>> START Data

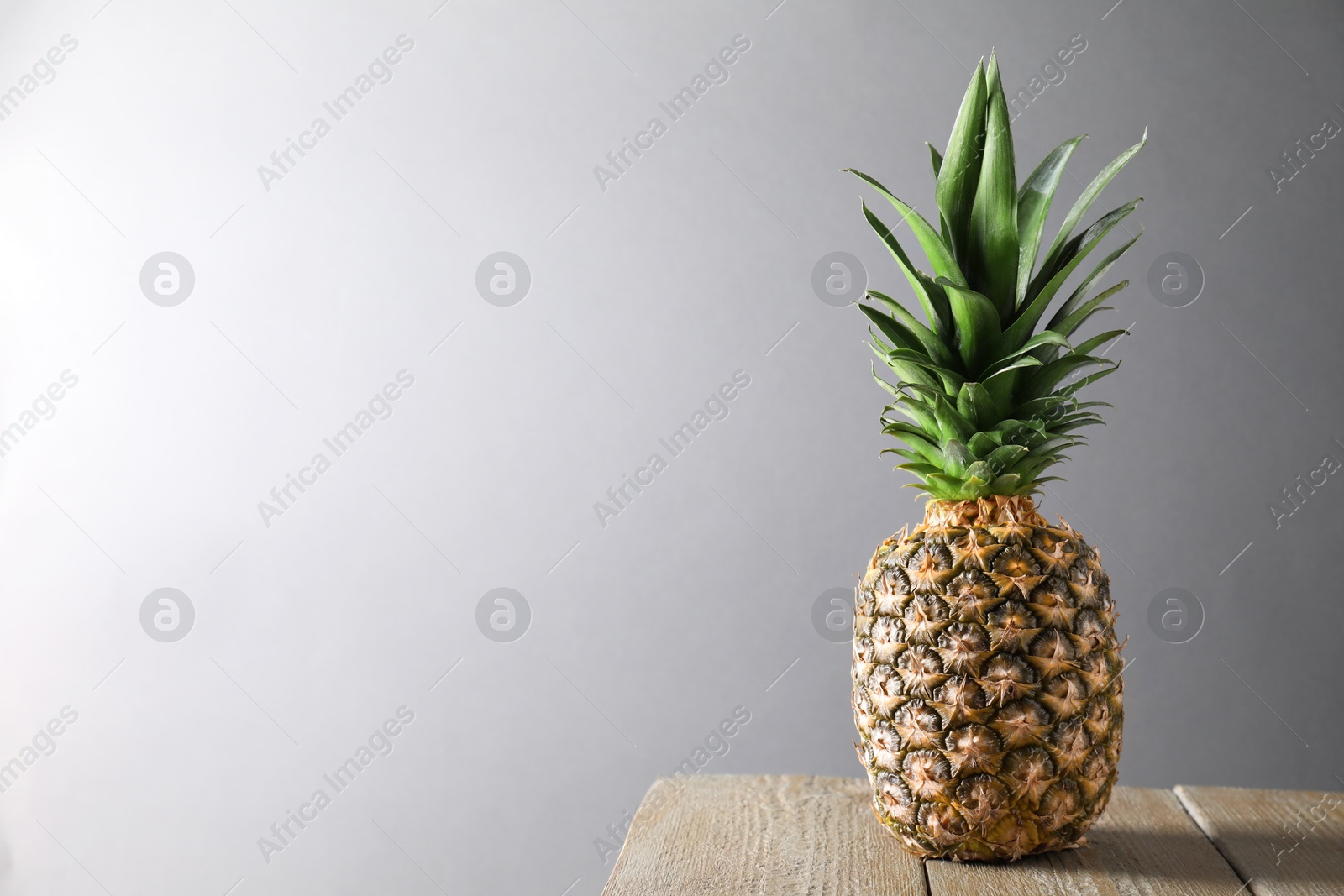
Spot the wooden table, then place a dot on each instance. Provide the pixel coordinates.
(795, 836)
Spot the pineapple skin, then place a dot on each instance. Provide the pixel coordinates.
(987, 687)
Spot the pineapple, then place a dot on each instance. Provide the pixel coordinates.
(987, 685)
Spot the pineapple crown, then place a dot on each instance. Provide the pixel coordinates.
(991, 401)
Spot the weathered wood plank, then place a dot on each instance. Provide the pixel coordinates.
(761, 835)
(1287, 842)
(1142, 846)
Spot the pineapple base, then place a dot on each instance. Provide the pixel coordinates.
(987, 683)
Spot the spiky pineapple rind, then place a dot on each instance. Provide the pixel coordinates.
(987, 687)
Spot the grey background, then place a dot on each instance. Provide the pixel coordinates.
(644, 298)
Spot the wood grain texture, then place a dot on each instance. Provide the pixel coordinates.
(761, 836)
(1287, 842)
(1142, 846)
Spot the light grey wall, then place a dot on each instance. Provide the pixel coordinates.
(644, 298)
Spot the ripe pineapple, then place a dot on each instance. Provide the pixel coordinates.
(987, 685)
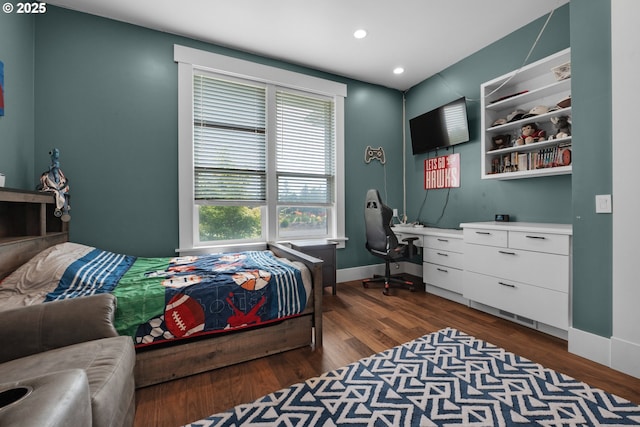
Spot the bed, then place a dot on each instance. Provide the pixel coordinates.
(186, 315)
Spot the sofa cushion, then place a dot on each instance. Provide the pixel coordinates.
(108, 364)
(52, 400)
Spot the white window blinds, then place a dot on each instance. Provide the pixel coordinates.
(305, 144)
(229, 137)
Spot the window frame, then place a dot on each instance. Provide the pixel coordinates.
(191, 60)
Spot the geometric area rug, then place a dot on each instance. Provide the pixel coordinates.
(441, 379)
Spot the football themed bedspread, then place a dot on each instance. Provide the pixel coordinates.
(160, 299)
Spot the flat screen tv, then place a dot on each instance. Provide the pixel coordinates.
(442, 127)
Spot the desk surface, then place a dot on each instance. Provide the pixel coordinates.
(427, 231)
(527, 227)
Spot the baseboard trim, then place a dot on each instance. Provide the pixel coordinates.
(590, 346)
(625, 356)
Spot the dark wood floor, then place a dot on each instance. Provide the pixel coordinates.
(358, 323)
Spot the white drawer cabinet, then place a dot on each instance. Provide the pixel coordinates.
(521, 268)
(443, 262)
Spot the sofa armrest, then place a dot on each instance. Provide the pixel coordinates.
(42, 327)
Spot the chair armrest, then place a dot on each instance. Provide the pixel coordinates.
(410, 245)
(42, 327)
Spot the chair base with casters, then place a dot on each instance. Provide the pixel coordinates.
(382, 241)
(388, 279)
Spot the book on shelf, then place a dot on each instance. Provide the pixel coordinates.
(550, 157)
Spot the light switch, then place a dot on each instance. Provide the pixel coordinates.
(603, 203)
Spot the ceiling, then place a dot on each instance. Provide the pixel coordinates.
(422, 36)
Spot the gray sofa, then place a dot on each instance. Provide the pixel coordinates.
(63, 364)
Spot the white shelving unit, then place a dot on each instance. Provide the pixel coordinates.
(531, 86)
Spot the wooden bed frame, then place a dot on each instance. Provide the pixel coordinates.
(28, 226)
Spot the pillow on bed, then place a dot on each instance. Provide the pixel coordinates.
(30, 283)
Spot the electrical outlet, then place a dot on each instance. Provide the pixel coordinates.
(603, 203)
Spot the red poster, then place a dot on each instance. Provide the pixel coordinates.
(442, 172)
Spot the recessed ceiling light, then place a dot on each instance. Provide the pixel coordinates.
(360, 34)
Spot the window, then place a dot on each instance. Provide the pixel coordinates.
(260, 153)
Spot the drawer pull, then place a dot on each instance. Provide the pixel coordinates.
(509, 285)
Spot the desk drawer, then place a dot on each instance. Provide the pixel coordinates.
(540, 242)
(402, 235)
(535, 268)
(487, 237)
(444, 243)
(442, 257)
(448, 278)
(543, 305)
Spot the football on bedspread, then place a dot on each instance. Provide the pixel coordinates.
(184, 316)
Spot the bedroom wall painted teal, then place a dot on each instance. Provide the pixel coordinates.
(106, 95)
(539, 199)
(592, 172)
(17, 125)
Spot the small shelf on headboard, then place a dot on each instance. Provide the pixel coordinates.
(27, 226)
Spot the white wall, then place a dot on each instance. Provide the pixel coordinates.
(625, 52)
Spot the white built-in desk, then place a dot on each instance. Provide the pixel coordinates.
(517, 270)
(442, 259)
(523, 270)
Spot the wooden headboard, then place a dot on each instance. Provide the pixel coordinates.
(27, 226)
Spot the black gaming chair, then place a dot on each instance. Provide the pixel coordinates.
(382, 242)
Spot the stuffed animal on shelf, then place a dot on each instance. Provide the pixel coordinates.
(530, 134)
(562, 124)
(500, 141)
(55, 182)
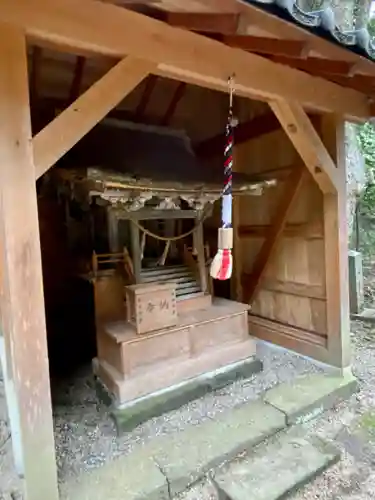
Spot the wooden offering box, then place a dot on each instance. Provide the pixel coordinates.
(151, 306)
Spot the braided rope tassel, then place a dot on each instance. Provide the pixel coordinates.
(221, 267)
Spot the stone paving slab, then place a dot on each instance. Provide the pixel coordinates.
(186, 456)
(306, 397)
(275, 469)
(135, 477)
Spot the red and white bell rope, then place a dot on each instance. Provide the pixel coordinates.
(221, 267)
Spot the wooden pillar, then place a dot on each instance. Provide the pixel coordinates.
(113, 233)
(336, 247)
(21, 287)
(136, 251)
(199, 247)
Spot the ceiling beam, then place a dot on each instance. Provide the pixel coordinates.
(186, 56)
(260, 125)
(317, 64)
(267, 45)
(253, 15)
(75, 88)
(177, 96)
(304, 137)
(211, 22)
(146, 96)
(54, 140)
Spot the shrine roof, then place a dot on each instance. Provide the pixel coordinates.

>> END Data

Short exercise:
Write out the data again, from the line containing "Spot the red and" through the last line of the data, both included, keeping the requests. Scale every pixel coordinate in the answers by 1.3 and round each to a whole number, with halves rounded up.

Solution for this exercise:
Spot the red and white bell rope, then place a dot on each instance. Provide the pixel coordinates.
(287, 347)
Spot the wooden pillar, then place a dot on each instance. Provide the pixel coordinates.
(147, 303)
(437, 321)
(27, 373)
(177, 326)
(259, 321)
Spot the ceiling beam, then place a dot on each instance. Provide the pixel coordinates.
(242, 73)
(338, 163)
(412, 83)
(347, 59)
(329, 20)
(98, 114)
(230, 125)
(395, 178)
(274, 29)
(190, 125)
(70, 182)
Spot the shrine roof, then place a dot on each instance. Provide the pixel coordinates.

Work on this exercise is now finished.